**Fragmento del texto**
*****

En 2017 se nos otorgó el Premio Nobel de la Paz a la Campaña Internacional para Abolir las Armas Nucleares (ICAN) por dos razones: por concientizar el mundo sobre las consecuencias humanitarias de las armas nucleares, y por nuestros esfuerzos revolucionarios en lograr una prohibición de dichas armas a través de un tratado.

La humanidad enfrenta actualmente dos amenazas existenciales: el cambio climático y las armas nucleares.

Las armas nucleares producen una destrucción devastadora multidimensional, tanto en el espacio como en el tiempo.

Los mecanismos de las armas nucleares  no solamente son capaces de destruir ciudades y de matar y herir a mucha gente en un solo momento, sino que el área que destruyen se vuelve inhabitable.

Sus espantosas consecuencias serán padecidas por quienes las sobrevivan por mucho tiempo, incluso por su progenie.

Tras una detonación nuclear, cualquier respuesta de atención a emergencias es imposible: los heridos sufrirán su agonía solos.

Además, el pulso electromagnético que producen -que abarca una extensión muchísimo mayor- es capaz de averiar cualquier aparato tecnológico, incluidas las telecomunicaciones, generando una verdadera catástrofe en nuestra era tecnológica.

El reloj del apocalipsis

Y el riesgo de que esto ocurra es enorme. El Reloj del Boletín de científicos atómicos, que mide el riesgo de la destrucción de la humanidad en minutos hacia la media noche, señala que en 2020 faltan menos 100 segundos para el Apocalipsis. Este es el riesgo más alto desde que dicho reloj se creó en 1947.

*****

**Registros mostrados**
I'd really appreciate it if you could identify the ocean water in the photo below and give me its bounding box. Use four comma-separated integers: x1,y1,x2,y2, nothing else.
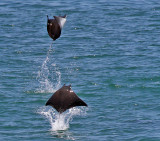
0,0,160,141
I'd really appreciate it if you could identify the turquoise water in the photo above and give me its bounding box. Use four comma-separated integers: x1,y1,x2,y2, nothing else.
0,0,160,141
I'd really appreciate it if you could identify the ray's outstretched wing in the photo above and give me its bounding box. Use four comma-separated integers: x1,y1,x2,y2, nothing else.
47,15,67,41
46,85,87,113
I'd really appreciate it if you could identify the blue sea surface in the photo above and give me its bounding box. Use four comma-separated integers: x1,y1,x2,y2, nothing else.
0,0,160,141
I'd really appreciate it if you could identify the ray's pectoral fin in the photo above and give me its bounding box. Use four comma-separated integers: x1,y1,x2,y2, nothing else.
47,15,67,40
46,85,87,113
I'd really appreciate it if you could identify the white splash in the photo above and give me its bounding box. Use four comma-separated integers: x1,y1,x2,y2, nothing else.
36,43,61,93
38,107,86,131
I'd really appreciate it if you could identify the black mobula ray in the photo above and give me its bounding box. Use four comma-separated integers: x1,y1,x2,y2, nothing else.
46,85,87,113
47,15,67,41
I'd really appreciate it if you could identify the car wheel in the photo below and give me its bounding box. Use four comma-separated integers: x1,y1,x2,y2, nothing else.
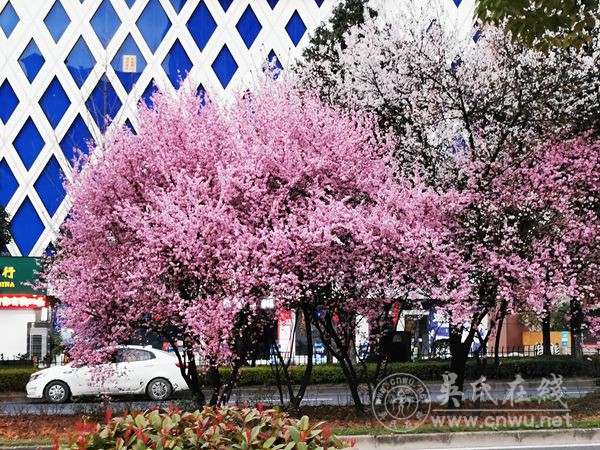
44,381,71,403
146,378,173,400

*****

**Tarea A**
¿Puedes copiar sin cambios el pasaje del texto sobre las armas nucleares que va de "Los mecanismos de" a "por su progenie.", ambos incluidos?
**Tarea B**
¿Podrías seguir escribiendo el texto sobre las armas nucleares a partir de su última oración?
Los registros no guardan relación con el texto sobre las armas nucleares.

**Respuesta A**
Los mecanismos de las armas nucleares  no solamente son capaces de destruir ciudades y de matar y herir a mucha gente en un solo momento, sino que el área que destruyen se vuelve inhabitable.

Sus espantosas consecuencias serán padecidas por quienes las sobrevivan por mucho tiempo, incluso por su progenie.

**Respuesta B**
Son principalmente tres factores los implicados en marcar este riesgo: primero, la retórica incendiaria de los líderes de los Estados nucleares y sus amenazas a la ligera de usar sus arsenales.

Segundo, el propio cambio climático, que puede generar y potenciar conflictos locales y regionales. Y tercero: el riesgo creciente de una detonación accidental.

Solamente en EE. UU. se han documentado más de mil accidentes con el arsenal nuclear, 6 de los cuales estuvieron a punto de generar una guerra nuclear.

De las 14.000 ojivas nucleares que existen en el mundo, aproximadamente unas 1.600 se encuentran en estado alerta máxima, apuntando hacia ciudades, listas para ser detonadas en minutos.

La alta dependencia tecnológica hace que los sistemas de alerta máxima sean vulnerables a ciberataques, error tecnológico y humano, y este riesgo es tan alto que el “Future of Life Institute” ha determinado que la guerra nuclear más probable será una accidental.

Es decir, si estamos vivos hoy, no es por una buena gestión de estas armas, sino por mera suerte. Y si no estamos dispuestos a apostar a que esta suerte nos durará para siempre, debemos trabajar activamente por el desarme nuclear, y debemos procurarlo de forma urgente.

Estas no son armas prácticas. Es imposible controlar sus efectos. No se pueden contener en el espacio y en el tiempo. No respetan fronteras. Usarlas sería un acto suicida. No están hechas para blancos militares, sino para matar civiles.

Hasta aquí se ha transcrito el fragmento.